= SUPPLIED PASSAGE =
━━━━━━━━━━━━━━━━

- Theatrical release poster
- Directed by: Alejandro Chomski
- Written by: Wendy Hammond
- Starring: Jesse Garcia Angela Sarafyan Bai Ling Meltem Cumbul Debi Mazar Rena Owen Jonathan LaPaglia Dana Delany
- Cinematography: Nancy Schreiber
- Edited by: Alex Blatt
- Music by: Ruy Folguera
- Release dates: August 14, 2008 (LAFF); October 2, 2009 (United States);
- Running time: 81 minutes
- Country: United States
- Language: English

= A Beautiful Life (2008 film) =

A Beautiful Life is a 2008 American drama film directed by Alejandro Chomski and starring Jesse Garcia and Angela Sarafyan. It was released by New Films International, adapted from the play Jersey City by Wendy Hammond. The film received a 0% score on the review aggregator site Rotten Tomatoes.

==Plot==
A young woman, Maggie (Angela Sarafyan), is on the run from her abusive father. David (Jesse Garcia) is an illegal immigrant working as a dishwasher while searching for his mother in Los Angeles. The two meet and fall in love.

==Cast==
- Angela Sarafyan as Maggie
- Jesse Garcia as David
- Bai Ling as Esther
- Meltem Cumbul as Antanas
- Debi Mazar as Susan
- Rena Owen as Sam
- Jonathan LaPaglia as Vince
- Dana Delany as Anne
- Enrique Castillo as Don Miguel
- Ronnie Gene Blevins as Henry
- Walter Perez as Enrico
- Ștefan Bănică Jr. as Jack
- Saadet Aksoy as Denise
- Andreea Marin Banica as Britney
- Tuba Ünsal as Sadenaz
- Kayla Paige as Lucy
- Deborah Calla as Virginia
- Royana Black as Cathy
- Dan Kelpine as Jim

==Release==
Although produced in 2008, the film was not released widely in North America until October 2, 2009, and first appeared on DVD on March 1, 2011.

━━━━━━━━━━━━━━━━

= DATA TO EXAMINE =
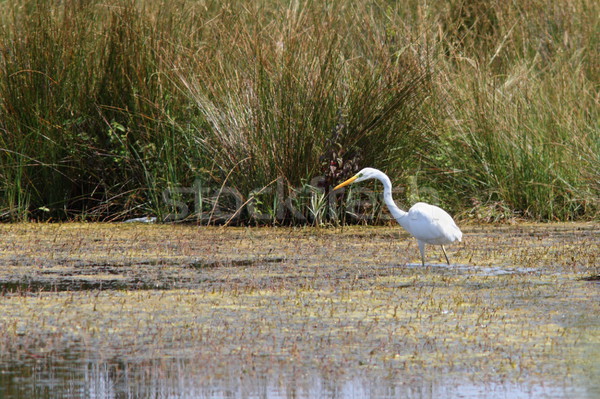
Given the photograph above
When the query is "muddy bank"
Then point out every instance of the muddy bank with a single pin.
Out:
(268, 310)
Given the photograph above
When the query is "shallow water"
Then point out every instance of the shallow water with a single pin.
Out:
(110, 311)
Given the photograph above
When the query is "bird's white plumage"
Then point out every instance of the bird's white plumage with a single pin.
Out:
(429, 224)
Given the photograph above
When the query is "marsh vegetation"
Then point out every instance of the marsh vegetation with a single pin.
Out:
(104, 310)
(105, 105)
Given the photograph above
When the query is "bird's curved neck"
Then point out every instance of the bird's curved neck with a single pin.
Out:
(397, 213)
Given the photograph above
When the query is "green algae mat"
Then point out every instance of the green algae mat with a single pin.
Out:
(124, 310)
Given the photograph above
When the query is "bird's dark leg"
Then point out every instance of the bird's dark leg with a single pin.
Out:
(422, 249)
(446, 255)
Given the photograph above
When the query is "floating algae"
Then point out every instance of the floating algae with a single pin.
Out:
(158, 310)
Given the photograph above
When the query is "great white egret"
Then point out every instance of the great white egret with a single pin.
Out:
(429, 224)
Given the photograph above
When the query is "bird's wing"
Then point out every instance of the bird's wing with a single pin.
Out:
(432, 224)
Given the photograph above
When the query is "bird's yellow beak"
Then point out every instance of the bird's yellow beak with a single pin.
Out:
(344, 184)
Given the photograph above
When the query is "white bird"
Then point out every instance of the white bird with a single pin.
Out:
(429, 224)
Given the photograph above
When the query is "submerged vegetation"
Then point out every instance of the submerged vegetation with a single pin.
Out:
(116, 109)
(110, 310)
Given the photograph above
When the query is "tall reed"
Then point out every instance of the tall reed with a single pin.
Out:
(108, 107)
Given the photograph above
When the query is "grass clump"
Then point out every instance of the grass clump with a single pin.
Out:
(113, 109)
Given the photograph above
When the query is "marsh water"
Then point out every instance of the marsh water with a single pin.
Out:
(119, 311)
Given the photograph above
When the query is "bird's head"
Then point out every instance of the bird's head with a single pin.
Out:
(364, 174)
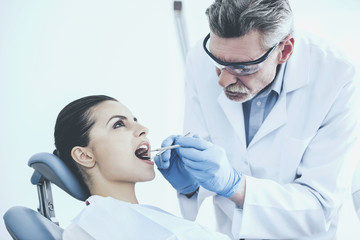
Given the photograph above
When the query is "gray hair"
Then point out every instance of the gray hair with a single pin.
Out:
(235, 18)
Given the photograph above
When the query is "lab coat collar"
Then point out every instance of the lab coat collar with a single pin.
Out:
(234, 113)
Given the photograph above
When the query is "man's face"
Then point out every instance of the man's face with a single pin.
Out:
(243, 49)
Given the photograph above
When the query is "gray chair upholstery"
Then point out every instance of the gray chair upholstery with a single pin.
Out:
(24, 223)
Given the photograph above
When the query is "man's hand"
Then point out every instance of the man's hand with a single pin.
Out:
(208, 164)
(172, 168)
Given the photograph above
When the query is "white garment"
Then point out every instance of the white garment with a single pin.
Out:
(109, 218)
(298, 166)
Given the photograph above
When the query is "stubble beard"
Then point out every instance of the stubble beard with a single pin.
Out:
(238, 92)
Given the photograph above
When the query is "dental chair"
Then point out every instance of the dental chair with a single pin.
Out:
(24, 223)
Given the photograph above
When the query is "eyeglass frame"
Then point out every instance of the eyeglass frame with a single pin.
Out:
(237, 65)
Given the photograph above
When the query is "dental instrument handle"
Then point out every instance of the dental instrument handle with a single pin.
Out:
(166, 148)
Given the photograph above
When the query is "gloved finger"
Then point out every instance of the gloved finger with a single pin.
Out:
(161, 161)
(192, 142)
(193, 154)
(198, 174)
(196, 164)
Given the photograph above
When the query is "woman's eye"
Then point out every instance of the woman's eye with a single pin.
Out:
(118, 124)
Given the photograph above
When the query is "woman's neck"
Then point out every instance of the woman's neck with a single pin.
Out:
(118, 190)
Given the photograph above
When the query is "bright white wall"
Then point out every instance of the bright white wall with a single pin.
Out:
(52, 52)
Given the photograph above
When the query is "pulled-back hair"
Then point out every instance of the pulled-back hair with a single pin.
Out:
(72, 129)
(235, 18)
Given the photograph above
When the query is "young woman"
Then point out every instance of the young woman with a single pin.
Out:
(104, 145)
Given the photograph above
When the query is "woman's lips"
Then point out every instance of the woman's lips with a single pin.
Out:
(142, 151)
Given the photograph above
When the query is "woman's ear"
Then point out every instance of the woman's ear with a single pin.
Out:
(83, 157)
(287, 48)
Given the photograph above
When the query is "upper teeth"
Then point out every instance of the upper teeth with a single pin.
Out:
(143, 146)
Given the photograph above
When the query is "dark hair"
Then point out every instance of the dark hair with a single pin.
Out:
(72, 129)
(235, 18)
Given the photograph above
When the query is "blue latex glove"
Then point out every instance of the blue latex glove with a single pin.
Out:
(172, 168)
(208, 164)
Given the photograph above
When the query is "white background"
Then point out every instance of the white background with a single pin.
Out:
(53, 52)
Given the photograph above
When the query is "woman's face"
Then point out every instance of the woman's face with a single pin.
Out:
(114, 138)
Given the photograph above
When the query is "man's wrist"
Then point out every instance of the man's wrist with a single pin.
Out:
(190, 195)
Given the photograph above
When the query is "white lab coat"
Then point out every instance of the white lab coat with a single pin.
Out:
(298, 166)
(109, 218)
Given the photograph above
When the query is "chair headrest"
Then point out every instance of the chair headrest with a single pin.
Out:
(52, 168)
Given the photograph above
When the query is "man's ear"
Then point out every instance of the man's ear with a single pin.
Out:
(287, 48)
(83, 157)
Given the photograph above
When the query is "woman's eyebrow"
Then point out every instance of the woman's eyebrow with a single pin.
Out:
(116, 116)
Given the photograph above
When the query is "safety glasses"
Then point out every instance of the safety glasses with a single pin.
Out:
(238, 68)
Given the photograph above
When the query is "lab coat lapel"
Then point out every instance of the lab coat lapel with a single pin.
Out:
(276, 118)
(234, 113)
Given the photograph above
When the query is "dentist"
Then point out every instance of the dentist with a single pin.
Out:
(276, 113)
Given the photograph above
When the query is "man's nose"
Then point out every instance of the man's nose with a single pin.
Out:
(226, 78)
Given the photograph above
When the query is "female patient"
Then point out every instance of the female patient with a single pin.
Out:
(103, 144)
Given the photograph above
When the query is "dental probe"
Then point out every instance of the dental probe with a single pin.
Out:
(170, 147)
(165, 148)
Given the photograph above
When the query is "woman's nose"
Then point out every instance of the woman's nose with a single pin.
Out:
(226, 78)
(141, 131)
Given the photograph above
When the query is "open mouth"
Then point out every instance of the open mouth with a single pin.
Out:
(142, 152)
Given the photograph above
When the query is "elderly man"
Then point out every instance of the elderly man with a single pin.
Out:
(278, 111)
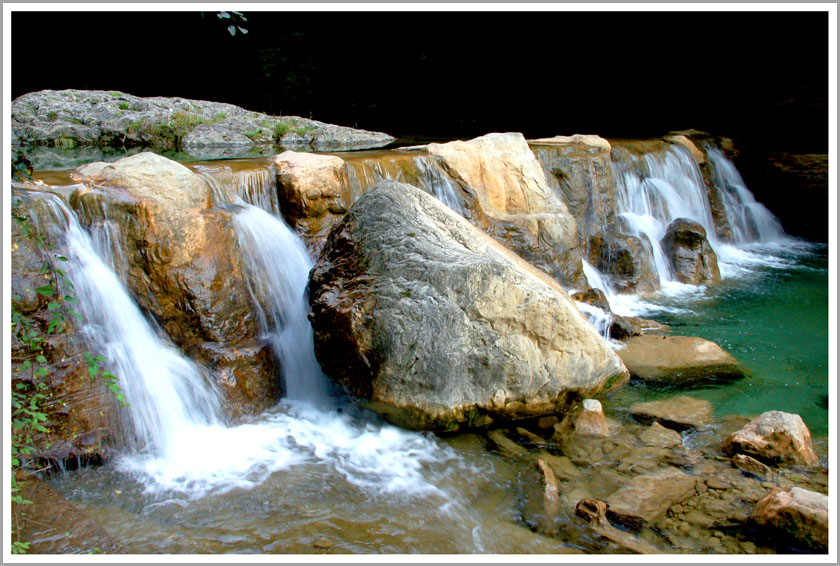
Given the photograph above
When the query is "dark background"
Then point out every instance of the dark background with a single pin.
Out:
(760, 77)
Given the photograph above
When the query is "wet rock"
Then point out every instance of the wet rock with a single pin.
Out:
(562, 466)
(579, 171)
(692, 258)
(207, 135)
(647, 497)
(774, 437)
(797, 514)
(622, 327)
(751, 465)
(509, 198)
(72, 118)
(585, 420)
(312, 194)
(678, 413)
(427, 321)
(661, 437)
(627, 260)
(179, 255)
(678, 360)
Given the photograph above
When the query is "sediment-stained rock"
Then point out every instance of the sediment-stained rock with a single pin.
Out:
(426, 320)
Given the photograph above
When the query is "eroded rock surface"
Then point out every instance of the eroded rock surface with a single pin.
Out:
(678, 360)
(426, 320)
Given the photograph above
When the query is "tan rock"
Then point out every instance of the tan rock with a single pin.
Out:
(509, 198)
(312, 193)
(775, 437)
(678, 360)
(678, 413)
(433, 324)
(645, 498)
(685, 142)
(590, 140)
(797, 513)
(660, 437)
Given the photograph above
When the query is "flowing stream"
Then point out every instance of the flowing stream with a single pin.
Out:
(315, 473)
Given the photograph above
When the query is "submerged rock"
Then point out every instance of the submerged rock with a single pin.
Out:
(647, 497)
(509, 198)
(678, 360)
(797, 514)
(775, 437)
(427, 321)
(692, 258)
(678, 413)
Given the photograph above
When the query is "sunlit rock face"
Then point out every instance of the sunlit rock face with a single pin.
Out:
(508, 197)
(182, 266)
(426, 320)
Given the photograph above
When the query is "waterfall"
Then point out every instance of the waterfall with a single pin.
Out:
(656, 188)
(750, 220)
(168, 396)
(278, 266)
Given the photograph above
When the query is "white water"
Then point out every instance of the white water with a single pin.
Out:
(750, 220)
(180, 446)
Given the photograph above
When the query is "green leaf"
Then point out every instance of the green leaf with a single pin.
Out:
(46, 290)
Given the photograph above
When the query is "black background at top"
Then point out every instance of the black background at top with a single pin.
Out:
(759, 77)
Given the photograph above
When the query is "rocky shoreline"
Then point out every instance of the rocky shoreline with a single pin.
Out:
(446, 322)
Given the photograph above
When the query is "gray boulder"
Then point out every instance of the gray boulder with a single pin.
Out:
(691, 257)
(431, 323)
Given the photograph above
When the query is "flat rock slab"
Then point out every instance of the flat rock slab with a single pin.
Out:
(647, 497)
(678, 360)
(677, 413)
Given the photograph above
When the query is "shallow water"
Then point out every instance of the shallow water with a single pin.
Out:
(771, 313)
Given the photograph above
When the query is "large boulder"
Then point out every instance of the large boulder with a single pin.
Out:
(678, 360)
(799, 516)
(775, 437)
(179, 256)
(313, 194)
(691, 257)
(429, 322)
(509, 198)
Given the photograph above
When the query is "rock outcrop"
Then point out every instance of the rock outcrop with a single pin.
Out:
(180, 255)
(312, 194)
(774, 437)
(678, 361)
(799, 516)
(509, 198)
(426, 320)
(71, 118)
(692, 258)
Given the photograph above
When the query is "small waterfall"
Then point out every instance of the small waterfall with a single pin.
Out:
(418, 170)
(278, 266)
(656, 188)
(257, 187)
(168, 396)
(750, 220)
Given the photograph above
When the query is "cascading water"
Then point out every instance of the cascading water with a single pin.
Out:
(169, 398)
(750, 220)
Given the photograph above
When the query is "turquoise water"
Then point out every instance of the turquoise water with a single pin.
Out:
(771, 313)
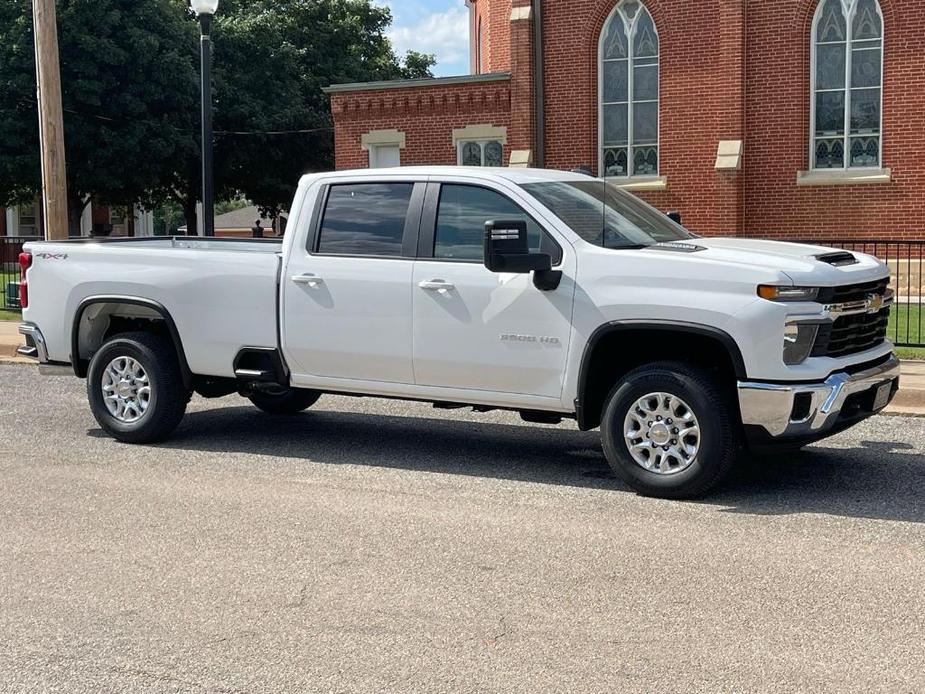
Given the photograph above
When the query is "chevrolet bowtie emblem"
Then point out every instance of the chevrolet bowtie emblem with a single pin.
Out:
(874, 303)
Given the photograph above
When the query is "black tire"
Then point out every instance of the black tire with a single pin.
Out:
(714, 411)
(168, 398)
(293, 401)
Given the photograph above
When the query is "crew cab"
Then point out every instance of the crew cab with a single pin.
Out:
(552, 294)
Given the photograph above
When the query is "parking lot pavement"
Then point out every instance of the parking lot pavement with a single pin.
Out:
(379, 546)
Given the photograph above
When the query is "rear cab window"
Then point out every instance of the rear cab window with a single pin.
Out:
(365, 219)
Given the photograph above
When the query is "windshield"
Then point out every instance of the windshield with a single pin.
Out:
(603, 214)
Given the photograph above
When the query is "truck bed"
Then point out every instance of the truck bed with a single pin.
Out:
(221, 293)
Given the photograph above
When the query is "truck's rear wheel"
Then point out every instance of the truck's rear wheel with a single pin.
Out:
(136, 389)
(292, 401)
(669, 431)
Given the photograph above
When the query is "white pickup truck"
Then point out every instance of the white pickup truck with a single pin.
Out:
(552, 294)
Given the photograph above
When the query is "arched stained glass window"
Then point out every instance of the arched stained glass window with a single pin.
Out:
(847, 85)
(628, 74)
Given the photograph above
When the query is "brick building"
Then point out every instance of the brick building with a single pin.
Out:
(793, 118)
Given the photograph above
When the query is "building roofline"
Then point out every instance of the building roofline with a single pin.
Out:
(426, 82)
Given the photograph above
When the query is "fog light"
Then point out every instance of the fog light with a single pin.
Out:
(799, 339)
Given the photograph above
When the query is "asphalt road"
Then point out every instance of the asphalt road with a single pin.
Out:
(375, 546)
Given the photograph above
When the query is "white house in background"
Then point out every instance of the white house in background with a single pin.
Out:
(26, 220)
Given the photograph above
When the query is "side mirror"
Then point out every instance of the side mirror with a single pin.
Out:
(508, 250)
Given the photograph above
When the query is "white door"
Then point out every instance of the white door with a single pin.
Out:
(480, 330)
(347, 298)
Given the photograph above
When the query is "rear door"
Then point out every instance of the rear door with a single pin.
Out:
(347, 292)
(479, 330)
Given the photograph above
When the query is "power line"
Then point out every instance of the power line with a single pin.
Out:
(109, 119)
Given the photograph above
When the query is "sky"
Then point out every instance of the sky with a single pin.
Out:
(440, 27)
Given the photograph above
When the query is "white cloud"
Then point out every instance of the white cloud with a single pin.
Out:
(445, 34)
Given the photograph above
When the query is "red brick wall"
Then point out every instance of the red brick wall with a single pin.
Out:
(700, 99)
(523, 133)
(495, 16)
(426, 114)
(778, 80)
(499, 37)
(723, 77)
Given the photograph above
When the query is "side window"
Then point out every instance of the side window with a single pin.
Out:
(365, 219)
(461, 218)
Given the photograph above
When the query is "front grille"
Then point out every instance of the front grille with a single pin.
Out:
(852, 292)
(852, 334)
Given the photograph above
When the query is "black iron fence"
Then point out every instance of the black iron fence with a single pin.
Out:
(907, 279)
(10, 248)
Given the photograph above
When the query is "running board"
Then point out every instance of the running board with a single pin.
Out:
(255, 375)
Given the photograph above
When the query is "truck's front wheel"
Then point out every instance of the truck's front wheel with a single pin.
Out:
(668, 430)
(136, 389)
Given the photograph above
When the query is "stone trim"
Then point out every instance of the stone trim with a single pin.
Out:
(383, 137)
(729, 155)
(518, 13)
(521, 159)
(480, 132)
(844, 177)
(641, 183)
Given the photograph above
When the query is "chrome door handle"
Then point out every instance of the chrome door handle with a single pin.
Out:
(437, 285)
(309, 279)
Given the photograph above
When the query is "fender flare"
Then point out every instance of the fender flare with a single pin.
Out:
(80, 369)
(724, 338)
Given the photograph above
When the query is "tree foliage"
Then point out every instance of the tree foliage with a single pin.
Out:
(130, 88)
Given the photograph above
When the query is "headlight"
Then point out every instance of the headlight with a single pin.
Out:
(799, 339)
(774, 293)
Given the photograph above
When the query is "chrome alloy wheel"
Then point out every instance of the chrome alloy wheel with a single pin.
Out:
(662, 433)
(126, 389)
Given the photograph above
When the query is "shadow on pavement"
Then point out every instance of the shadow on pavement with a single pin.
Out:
(879, 480)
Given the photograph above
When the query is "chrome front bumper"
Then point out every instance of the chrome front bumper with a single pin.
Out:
(807, 409)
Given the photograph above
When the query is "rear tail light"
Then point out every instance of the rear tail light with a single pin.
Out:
(25, 262)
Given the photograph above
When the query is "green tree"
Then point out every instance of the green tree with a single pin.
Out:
(272, 60)
(130, 88)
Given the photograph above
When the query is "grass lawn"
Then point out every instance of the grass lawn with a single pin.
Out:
(910, 323)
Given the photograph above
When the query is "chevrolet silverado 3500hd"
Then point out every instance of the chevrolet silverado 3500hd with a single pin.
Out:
(553, 294)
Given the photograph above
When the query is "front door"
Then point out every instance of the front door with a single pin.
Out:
(479, 330)
(347, 294)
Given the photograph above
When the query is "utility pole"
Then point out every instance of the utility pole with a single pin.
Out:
(51, 120)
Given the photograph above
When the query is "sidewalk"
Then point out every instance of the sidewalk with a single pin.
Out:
(909, 400)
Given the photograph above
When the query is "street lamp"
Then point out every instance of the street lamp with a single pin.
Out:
(204, 10)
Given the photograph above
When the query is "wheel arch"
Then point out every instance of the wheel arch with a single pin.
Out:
(596, 377)
(146, 309)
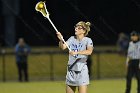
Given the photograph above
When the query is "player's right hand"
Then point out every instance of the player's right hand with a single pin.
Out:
(59, 35)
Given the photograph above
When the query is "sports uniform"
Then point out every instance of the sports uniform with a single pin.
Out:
(133, 64)
(77, 72)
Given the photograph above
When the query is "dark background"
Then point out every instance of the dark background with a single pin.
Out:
(108, 18)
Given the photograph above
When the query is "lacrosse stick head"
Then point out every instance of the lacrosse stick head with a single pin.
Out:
(41, 7)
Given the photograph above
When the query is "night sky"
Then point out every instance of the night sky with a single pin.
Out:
(108, 18)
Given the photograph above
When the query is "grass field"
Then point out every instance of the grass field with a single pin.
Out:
(96, 86)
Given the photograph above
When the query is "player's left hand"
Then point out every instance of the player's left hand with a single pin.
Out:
(73, 53)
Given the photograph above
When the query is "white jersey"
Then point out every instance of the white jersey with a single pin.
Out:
(134, 50)
(76, 45)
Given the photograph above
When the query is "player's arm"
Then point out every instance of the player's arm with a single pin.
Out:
(61, 43)
(88, 51)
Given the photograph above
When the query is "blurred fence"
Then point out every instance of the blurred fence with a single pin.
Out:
(52, 65)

━━━━━━━━━━━━━━━━

= TASK DETAILS =
Extend the article on the 2008 film A Beautiful Life, picking up right after its last sentence.

= TASK RESPONSE =
This was the second film by New Films International, a long-existing global independent film distribution company based in Sherman Oaks headed by Nesim Hason, whose new American division was led by Tim Swain. The company describes its focus as "festival-driven, high-quality, cast-driven indie films".

==Reception==
A Beautiful Life received poor reviews from the twelve sources noted by the Rotten Tomatoes website. Metacritic gave the film a score of 13 out of 100, summarizing the reviews of the seven critics it measured as "overwhelming dislike".

The New York Times called it a "laughably clichéd dive into sexual masochism", and The Village Voice saw it as a "misery pile up ... about broken souls and crossed paths destined for the trash heap. Scream, smash, slap, cry, repeat."

Slant gave it a half-star out of four, saying that "its awfulness [comes] in so many forms that it's hard to single out just one appalling example". Variety felt that it provided "unintentional laughs by the barrel", and predicted that the film would be a box office bomb. NPR said that although the film deals with some serious topics, the random nature of characters and controversies made it hard to appreciate them, describing it as "too earnest to be a hoot, and too amateurish to be anything else".